__OBJECTIVE__. Could you put each line of the entries below into a Markdown table with the columns No. and Line, numbering the rows and skipping blank lines? Keep the pictures out of the table.

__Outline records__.

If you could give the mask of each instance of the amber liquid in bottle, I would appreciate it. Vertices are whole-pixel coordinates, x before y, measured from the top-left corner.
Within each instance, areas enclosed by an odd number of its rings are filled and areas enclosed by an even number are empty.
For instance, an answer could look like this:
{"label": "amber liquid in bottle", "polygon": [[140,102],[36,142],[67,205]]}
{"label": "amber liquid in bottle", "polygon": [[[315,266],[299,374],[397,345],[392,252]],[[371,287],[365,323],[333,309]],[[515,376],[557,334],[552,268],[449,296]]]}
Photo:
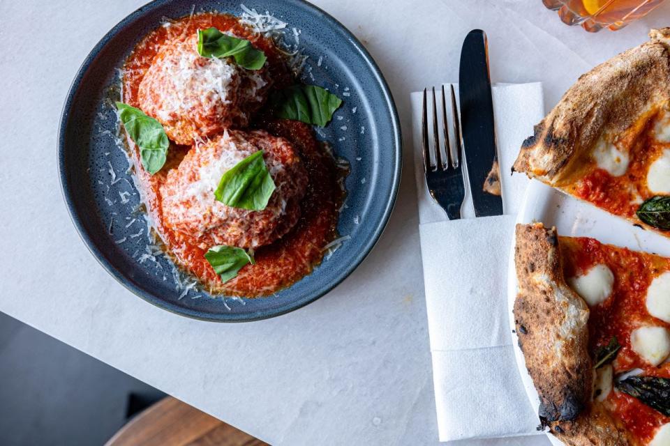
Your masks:
{"label": "amber liquid in bottle", "polygon": [[544,6],[558,12],[569,25],[581,25],[595,32],[603,28],[620,29],[646,15],[663,0],[542,0]]}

__ANSWER TO THE TASK__.
| No. | Line |
|---|---|
| 1 | If you could give the mask of each instance of the amber liquid in bottle, I would appreciate it. Vertices are whole-pixel coordinates, x before y, measured from the top-left corner. |
| 2 | Within each instance, areas enclosed by an odd number of its rings are filled and areas enclosed by an even number are empty. |
| 3 | For instance, an answer could look like this: |
| 4 | {"label": "amber liquid in bottle", "polygon": [[140,102],[36,142],[67,205]]} |
| 5 | {"label": "amber liquid in bottle", "polygon": [[[315,266],[299,374],[397,345],[392,252]],[[371,287],[365,323],[333,309]],[[515,376],[557,334],[552,268],[449,296]]]} |
| 6 | Photo: |
| 7 | Your masks: |
| 8 | {"label": "amber liquid in bottle", "polygon": [[544,6],[558,12],[569,25],[581,25],[595,32],[603,28],[620,29],[646,15],[663,0],[542,0]]} |